▶ [SHORT PROBLEM]
Find every line below that contains the word "race" and copy each one out.

▶ [DATA LISTING]
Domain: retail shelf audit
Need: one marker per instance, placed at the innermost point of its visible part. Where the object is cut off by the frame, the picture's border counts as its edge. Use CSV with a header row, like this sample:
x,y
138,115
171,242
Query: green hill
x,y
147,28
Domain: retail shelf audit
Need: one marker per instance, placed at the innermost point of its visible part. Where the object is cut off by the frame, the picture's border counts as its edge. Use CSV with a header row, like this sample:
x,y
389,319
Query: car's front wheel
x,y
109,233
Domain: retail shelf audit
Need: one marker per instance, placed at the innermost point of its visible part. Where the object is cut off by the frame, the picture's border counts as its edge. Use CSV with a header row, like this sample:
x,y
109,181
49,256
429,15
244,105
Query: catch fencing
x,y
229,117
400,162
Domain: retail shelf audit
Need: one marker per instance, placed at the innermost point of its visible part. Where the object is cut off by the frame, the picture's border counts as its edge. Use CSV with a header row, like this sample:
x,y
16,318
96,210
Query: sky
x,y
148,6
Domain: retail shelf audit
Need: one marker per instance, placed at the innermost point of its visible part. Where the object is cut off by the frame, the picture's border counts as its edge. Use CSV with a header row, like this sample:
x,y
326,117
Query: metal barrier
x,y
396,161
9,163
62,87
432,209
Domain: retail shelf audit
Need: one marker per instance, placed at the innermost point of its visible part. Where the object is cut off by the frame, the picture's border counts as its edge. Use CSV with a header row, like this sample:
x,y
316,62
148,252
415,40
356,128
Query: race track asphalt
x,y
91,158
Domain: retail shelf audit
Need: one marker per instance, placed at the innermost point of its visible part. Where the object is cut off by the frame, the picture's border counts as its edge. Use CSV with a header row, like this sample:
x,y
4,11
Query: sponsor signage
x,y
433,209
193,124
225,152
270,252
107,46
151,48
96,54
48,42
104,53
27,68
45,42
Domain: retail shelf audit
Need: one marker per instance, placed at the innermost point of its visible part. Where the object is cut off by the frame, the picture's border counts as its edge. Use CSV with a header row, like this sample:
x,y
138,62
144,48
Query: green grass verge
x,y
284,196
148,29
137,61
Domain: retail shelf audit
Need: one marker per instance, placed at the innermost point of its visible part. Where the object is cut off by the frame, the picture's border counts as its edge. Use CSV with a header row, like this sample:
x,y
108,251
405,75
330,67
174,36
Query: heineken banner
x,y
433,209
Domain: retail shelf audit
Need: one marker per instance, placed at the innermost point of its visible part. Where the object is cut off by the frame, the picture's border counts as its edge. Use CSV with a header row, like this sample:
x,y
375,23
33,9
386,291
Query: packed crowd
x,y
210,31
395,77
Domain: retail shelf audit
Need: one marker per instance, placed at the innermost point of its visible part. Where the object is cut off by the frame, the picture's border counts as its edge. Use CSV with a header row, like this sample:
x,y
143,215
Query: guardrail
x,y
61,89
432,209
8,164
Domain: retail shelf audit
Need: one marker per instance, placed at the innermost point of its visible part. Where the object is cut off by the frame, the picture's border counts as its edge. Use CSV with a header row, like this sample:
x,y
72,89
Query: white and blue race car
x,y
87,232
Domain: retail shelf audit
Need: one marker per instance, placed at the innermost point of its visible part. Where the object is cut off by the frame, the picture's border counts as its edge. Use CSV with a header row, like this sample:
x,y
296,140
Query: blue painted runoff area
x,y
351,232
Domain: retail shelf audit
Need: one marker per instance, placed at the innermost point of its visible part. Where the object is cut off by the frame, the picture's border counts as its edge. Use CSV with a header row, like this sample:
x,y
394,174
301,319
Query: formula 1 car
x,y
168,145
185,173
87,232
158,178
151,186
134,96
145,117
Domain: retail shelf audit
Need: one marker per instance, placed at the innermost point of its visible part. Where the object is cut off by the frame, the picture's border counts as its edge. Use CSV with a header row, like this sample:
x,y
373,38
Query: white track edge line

▶ [SOLUTION FOR THIS TASK]
Query: race track asphalt
Query: white and blue race car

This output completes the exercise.